■ **What this exercise asks**
(A) According to the Trinity test site text, how much did the steel cylinder called Jumbo weigh?
(B) For each statement, say whether the Trinity test site text supports it, and quote the words that decide it: (i) the device sat on top of a 100 foot steel tower; (ii) plutonium occurs naturally; (iii) the detonation had a yield of 19 kilotons equivalent TNT.
(C) Continue the Trinity test site text from its last sentence.

■ **Source extract**

===

Hank Weber took this photo of the lava monument marking Ground Zero of the first atomic device ever exploded. The "gadget" as it was called was hoisted to the top of a 100 foot steel tower, directly above this marker. On July 16, 1945, at 0529:45 Hours, Mountain War Time, it was detonated with a yield of 19 kilotons equivalent TNT. The steel tower was mostly vaporized and the sand near the fireball melted into radioactive glass slag later named Trinitite. A nearby shelter preserves some of the desert floor as it looked when covered with Trinitite.

Outside the fence is the remains of Jumbo. Originally, the bomb was to be placed inside of Jumbo. Jumbo was a 214 ton steel cylinder designed to contain the plutonium if it failed to reach enough critical mass to sustain a runaway chain reaction. Plutonium doesn't occur naturally....it is man made. The small pit used in this device had cost billions of dollars to make, and the only other existing store of it was scheduled to go to Nagasaki in a couple of weeks, if Trinity worked. Jumbo was designed to keep the plutonium from being scattered over the desert and lost if the bomb was a dud.

===

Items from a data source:
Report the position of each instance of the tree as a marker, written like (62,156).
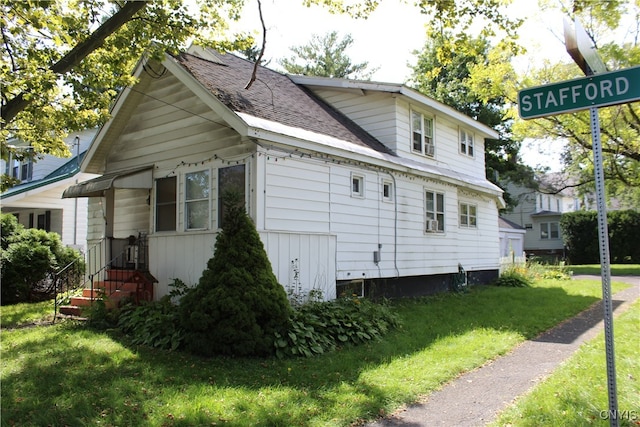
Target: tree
(28,258)
(448,69)
(238,305)
(619,125)
(324,56)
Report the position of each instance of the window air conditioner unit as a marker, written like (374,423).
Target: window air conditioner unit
(429,149)
(432,225)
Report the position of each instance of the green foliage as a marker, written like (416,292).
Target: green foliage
(29,259)
(238,303)
(580,232)
(324,56)
(319,327)
(515,277)
(460,71)
(155,324)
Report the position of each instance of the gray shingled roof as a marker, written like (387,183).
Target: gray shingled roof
(273,96)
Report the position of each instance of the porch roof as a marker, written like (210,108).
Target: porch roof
(133,178)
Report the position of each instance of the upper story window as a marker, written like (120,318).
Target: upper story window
(466,143)
(434,211)
(468,215)
(422,134)
(357,185)
(549,230)
(196,206)
(387,191)
(166,204)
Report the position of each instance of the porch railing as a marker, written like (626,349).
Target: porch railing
(107,254)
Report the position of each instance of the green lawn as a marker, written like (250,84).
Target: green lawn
(616,269)
(66,374)
(571,398)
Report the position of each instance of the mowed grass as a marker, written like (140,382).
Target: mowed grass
(616,269)
(66,374)
(576,394)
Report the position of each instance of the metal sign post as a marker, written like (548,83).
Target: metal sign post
(603,243)
(596,90)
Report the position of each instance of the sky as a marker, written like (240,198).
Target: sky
(388,38)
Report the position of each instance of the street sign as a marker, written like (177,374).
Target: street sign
(599,90)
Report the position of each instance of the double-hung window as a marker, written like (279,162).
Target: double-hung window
(357,185)
(468,215)
(196,206)
(166,204)
(230,180)
(549,230)
(422,134)
(466,143)
(434,211)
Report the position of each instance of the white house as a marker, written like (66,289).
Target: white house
(37,201)
(539,211)
(371,186)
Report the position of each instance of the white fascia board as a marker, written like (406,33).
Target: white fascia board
(412,94)
(306,140)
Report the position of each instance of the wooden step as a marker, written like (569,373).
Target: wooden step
(70,310)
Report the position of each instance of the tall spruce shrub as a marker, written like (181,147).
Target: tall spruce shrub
(238,304)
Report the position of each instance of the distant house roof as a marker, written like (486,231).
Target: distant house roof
(547,213)
(274,97)
(505,223)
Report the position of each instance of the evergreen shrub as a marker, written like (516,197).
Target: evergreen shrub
(29,258)
(238,305)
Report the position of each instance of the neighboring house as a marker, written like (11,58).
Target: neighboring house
(37,201)
(370,186)
(539,212)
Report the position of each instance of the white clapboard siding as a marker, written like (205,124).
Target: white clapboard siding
(132,212)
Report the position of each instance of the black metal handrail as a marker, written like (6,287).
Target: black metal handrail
(132,255)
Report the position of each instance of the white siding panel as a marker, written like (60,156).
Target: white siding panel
(314,256)
(132,213)
(297,195)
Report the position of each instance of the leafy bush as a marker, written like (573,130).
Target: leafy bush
(29,259)
(580,233)
(319,327)
(238,303)
(515,277)
(155,324)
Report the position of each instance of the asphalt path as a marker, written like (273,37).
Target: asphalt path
(477,397)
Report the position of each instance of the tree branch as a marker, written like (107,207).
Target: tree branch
(18,103)
(264,43)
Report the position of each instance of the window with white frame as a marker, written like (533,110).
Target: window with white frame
(466,143)
(196,200)
(231,179)
(549,230)
(468,215)
(166,204)
(357,185)
(387,191)
(422,134)
(434,211)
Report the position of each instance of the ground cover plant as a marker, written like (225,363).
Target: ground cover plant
(569,397)
(66,374)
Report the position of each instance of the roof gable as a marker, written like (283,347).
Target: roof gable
(274,97)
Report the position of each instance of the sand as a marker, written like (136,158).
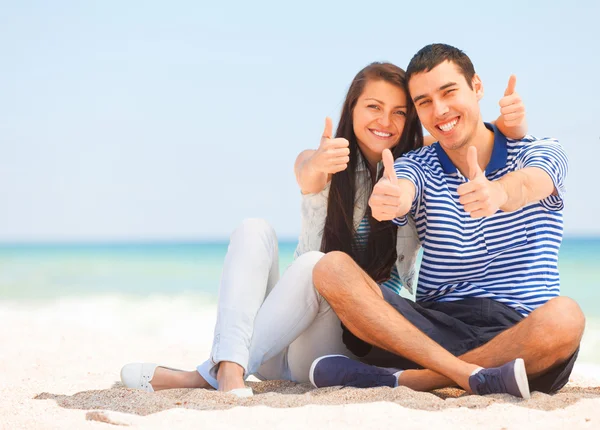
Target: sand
(61,365)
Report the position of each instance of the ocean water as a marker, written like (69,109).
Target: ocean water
(39,273)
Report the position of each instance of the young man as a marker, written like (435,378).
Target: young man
(488,212)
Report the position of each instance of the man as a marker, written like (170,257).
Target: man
(488,212)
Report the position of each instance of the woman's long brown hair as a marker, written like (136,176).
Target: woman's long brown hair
(339,232)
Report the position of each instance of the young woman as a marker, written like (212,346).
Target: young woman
(272,327)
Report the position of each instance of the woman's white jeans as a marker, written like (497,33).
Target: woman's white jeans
(274,328)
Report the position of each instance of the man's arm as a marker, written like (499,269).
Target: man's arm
(512,122)
(525,186)
(544,169)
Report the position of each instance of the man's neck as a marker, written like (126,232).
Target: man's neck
(483,140)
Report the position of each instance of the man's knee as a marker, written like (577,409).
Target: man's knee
(329,269)
(563,315)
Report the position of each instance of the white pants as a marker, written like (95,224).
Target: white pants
(274,328)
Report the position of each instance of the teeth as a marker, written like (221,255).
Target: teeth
(381,134)
(449,126)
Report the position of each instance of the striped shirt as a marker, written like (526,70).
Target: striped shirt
(509,257)
(360,245)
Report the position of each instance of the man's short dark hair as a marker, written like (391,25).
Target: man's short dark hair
(433,55)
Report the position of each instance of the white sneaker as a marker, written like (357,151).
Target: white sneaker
(139,376)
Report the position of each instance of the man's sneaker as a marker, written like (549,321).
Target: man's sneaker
(333,370)
(510,378)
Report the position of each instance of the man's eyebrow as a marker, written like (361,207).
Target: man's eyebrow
(380,102)
(442,88)
(448,85)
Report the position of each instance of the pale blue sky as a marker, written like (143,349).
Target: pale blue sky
(139,120)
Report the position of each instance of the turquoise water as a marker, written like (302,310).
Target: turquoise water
(42,272)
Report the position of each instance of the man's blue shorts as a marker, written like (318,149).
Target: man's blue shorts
(458,327)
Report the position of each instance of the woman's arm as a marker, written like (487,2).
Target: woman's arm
(310,180)
(314,168)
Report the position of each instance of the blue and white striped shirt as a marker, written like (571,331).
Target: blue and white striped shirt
(509,257)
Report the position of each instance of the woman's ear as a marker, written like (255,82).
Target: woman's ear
(477,86)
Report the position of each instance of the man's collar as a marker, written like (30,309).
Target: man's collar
(497,161)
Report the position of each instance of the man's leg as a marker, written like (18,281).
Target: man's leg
(358,302)
(546,338)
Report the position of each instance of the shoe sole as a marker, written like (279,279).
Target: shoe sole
(312,367)
(521,378)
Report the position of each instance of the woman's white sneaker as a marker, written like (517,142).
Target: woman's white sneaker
(138,375)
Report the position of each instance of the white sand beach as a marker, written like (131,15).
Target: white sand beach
(61,360)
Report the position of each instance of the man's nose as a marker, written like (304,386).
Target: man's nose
(441,109)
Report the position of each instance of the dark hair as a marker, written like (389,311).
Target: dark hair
(433,55)
(339,232)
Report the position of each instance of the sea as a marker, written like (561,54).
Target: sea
(38,273)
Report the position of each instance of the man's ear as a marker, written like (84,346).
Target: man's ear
(477,86)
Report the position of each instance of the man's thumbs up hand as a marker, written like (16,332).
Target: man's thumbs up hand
(512,108)
(480,197)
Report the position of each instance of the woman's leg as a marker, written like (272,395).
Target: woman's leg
(294,326)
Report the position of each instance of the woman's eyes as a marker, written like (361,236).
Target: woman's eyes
(400,112)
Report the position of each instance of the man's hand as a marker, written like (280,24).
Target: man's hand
(479,196)
(385,201)
(333,155)
(512,109)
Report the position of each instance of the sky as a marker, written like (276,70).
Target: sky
(161,121)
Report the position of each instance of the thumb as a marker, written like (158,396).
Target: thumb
(328,128)
(512,83)
(473,164)
(388,166)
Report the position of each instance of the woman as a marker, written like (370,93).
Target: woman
(274,328)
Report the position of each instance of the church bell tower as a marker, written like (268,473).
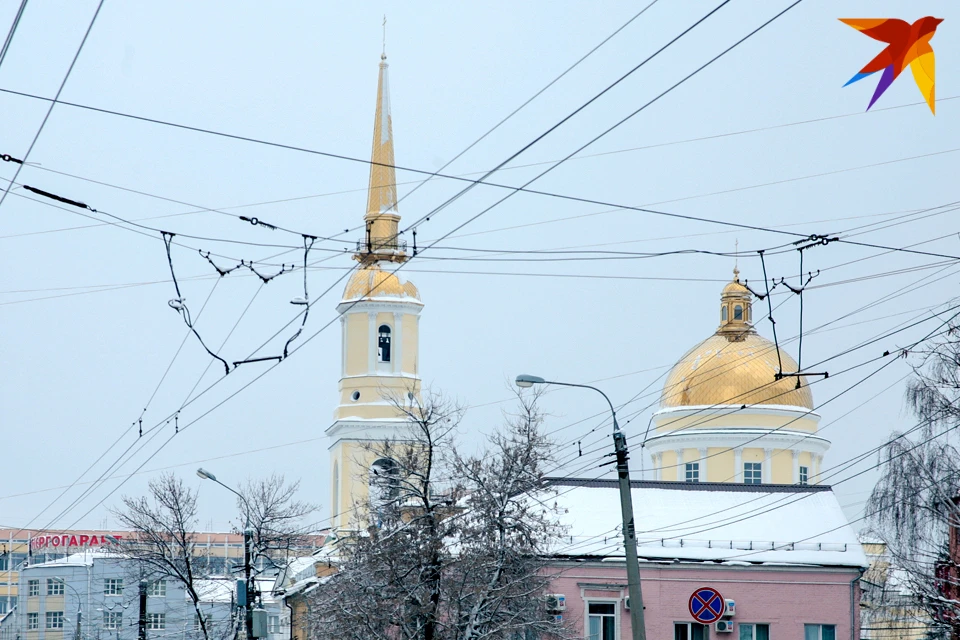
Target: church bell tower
(380,321)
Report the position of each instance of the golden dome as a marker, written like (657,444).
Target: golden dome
(725,372)
(735,366)
(371,281)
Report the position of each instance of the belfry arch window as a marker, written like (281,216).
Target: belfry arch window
(384,481)
(383,343)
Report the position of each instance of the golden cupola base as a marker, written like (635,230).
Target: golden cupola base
(380,336)
(726,417)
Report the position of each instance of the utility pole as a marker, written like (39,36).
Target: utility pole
(626,506)
(142,620)
(251,590)
(629,533)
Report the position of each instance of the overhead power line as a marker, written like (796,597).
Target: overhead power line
(53,103)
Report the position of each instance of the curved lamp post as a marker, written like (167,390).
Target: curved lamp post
(626,505)
(247,540)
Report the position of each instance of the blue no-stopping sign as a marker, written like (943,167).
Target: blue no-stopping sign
(706,605)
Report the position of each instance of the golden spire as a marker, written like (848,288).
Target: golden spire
(736,314)
(381,241)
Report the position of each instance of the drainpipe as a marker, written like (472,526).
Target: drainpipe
(854,605)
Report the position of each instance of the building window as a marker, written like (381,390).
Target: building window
(112,619)
(819,632)
(54,619)
(113,586)
(54,586)
(602,621)
(689,631)
(751,631)
(383,343)
(157,589)
(156,621)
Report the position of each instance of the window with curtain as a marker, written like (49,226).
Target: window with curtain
(602,621)
(754,631)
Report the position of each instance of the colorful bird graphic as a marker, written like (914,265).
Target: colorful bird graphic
(906,44)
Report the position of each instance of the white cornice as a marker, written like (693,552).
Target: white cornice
(735,438)
(410,306)
(714,410)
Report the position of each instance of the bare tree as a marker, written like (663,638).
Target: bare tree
(163,540)
(913,507)
(448,546)
(275,515)
(163,543)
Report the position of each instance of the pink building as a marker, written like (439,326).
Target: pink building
(784,559)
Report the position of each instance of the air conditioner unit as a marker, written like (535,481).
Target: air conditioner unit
(729,608)
(556,602)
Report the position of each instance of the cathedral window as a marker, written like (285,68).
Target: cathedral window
(383,343)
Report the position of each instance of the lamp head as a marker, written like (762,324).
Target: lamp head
(525,381)
(206,475)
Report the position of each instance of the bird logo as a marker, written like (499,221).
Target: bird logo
(907,44)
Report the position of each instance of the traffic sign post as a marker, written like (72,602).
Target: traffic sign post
(706,605)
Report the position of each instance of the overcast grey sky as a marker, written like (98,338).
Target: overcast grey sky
(88,334)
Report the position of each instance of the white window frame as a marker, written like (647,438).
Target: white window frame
(819,629)
(53,620)
(156,621)
(753,626)
(157,588)
(616,615)
(55,587)
(112,620)
(113,586)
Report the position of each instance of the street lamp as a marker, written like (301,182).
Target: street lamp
(626,505)
(76,634)
(247,542)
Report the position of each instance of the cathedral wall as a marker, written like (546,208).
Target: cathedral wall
(669,464)
(720,464)
(781,466)
(357,344)
(411,346)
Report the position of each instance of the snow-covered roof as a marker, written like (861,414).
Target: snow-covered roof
(718,522)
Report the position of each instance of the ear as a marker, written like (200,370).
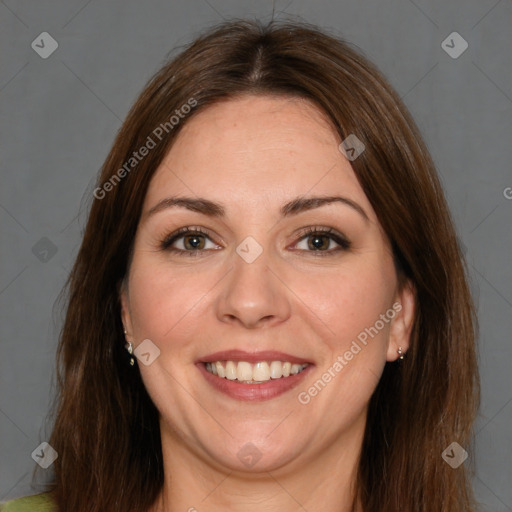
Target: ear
(401,324)
(125,309)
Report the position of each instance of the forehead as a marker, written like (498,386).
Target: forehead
(254,150)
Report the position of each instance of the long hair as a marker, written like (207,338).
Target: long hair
(106,428)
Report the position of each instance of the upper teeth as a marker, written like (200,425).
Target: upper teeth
(258,372)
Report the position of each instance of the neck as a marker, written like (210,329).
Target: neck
(323,482)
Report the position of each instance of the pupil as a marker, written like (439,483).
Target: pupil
(317,242)
(194,241)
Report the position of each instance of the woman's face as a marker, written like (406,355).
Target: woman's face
(260,285)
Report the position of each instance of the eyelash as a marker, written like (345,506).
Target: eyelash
(343,243)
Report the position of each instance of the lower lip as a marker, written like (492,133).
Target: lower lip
(254,392)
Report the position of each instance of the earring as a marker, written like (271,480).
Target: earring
(129,347)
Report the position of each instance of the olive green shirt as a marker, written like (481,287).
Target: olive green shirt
(36,503)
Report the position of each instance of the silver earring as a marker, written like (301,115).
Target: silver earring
(129,347)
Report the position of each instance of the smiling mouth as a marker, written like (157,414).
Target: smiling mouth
(257,373)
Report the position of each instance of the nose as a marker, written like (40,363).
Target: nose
(252,294)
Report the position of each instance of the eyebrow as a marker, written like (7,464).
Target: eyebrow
(211,209)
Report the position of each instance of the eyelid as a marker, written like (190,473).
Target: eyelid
(333,234)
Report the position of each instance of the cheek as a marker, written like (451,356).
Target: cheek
(351,299)
(160,300)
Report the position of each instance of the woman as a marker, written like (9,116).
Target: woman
(269,309)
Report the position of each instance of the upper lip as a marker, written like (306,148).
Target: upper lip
(252,357)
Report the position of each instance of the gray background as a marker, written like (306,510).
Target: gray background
(59,116)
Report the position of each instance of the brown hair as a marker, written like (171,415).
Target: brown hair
(106,428)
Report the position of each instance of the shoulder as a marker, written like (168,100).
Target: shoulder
(36,503)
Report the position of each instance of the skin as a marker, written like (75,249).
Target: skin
(253,154)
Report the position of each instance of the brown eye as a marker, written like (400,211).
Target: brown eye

===

■ **Outputs for the tasks**
(A) Jumbo weighed 214 tons.

(B)
(i) Yes: "was hoisted to the top of a 100 foot steel tower"
(ii) No: "Plutonium doesn't occur naturally....it is man made."
(iii) Yes: "it was detonated with a yield of 19 kilotons equivalent TNT"

(C)
But, confidence that the bomb would work continued to rise, and the idea of using Jumbo was abandoned. If Jumbo had been used, and the bomb worked, it would have added an additional 214 tons of radioactive debris floating over the New Mexico desert. An attempt to destroy Jumbo by exploding five 500 pound bombs inside failed....it only blew off the end caps.